> **Task a**
Answer these questions about the forum thread on designing in RGB, one per line:
(i) How much cyan did InfaRedd keep finding in the yellow that was set to 100%?
(ii) According to treefox2118, what color mapping does most RIP technology have?
(iii) How different can the output be when identical-looking RGB and CMYK files are printed with different input ICC profiles?

> **Source**
# Why are we told to design in RGB?



## InfaRedd (Aug 17, 2011)

Hello, 

this may be a silly question, but why is it said that you should set your colour settings in photoshop to RGB when we print in CMYK, the CMYK colours can never be as bright as RGB on screen so is there much point in this, as some design can look great on screen, but come out dull looking on the shirt.

Also is there anyway on photoshop that I can create pure CYMK...I'll try to explain....

Basiclly I tried to get a pure yellow colour in photoshop, so I in my colour picker window I changed yellow to 100% and all the rest (cmk) to 0% but when I click on the yellow with a colour picker it shows that my yellow is 100% and there was always about 5% C in there and and sometimes 1% M, and when printing you can see th 5% Cyan coming through.

and the same applies for all the colours, you can not get pure 100% c,m,y or k!

Thanks for your time


----------



## treefox2118 (Sep 23, 2010)

The biggest reason why we "need" RGB files is because most RIP technology only has RGB color mapping. It knows what colors of CMYK it will output based on RGB values.

Some RIPs in the wide format world also support CMYK inputs. Most likely, most current DTG RIPs could handle a CMYK color table, too, but that would require more coding and testing.

In my wide format department, we can take two totally identical looking RGB and CMYK files and print them using different input ICC profiles, and the output will be as much as 25% different!

One thing you can try to do is design in RGB, convert to CMYK in Photoshop, and then convert back to RGB before saving. See if this helps you get a more consistent screen-to-print result


----------



## dot-tone (Jun 19, 2008)

I do not dispute what Treefox says. I will only add to that.
Not listed in order of importance.

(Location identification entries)
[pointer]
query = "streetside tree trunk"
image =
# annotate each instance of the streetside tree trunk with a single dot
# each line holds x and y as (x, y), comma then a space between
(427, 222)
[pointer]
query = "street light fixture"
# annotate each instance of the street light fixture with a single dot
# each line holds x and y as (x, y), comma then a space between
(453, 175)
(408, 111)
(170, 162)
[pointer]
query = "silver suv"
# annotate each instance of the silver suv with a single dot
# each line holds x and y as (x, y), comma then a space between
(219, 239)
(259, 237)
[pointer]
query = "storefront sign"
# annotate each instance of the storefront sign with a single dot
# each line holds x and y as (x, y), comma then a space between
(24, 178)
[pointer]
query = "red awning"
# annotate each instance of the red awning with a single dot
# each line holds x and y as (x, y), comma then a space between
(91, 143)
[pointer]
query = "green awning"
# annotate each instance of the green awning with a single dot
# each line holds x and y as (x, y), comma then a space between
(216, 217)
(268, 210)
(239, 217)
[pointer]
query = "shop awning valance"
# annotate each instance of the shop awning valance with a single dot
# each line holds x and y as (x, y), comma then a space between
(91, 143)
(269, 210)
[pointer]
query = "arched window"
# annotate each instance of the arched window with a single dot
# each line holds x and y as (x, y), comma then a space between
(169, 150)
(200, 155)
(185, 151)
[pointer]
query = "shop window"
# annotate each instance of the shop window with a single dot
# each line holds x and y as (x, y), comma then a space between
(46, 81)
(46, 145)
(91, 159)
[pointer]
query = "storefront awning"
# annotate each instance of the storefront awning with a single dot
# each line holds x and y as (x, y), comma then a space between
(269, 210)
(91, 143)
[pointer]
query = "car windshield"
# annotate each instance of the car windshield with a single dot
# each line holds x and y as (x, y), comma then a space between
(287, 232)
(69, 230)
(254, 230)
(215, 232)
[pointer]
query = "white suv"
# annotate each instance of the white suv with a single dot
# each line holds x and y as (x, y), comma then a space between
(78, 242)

> **Task b**
Show every line of the entries that contains the word "instance".

> **Task answer a**
(i) About 5% cyan.
(ii) Only RGB color mapping.
(iii) As much as 25% different.

> **Task answer b**
# annotate each instance of the streetside tree trunk with a single dot
# annotate each instance of the street light fixture with a single dot
# annotate each instance of the silver suv with a single dot
# annotate each instance of the storefront sign with a single dot
# annotate each instance of the red awning with a single dot
# annotate each instance of the green awning with a single dot
# annotate each instance of the shop awning valance with a single dot
# annotate each instance of the arched window with a single dot
# annotate each instance of the shop window with a single dot
# annotate each instance of the storefront awning with a single dot
# annotate each instance of the car windshield with a single dot
# annotate each instance of the white suv with a single dot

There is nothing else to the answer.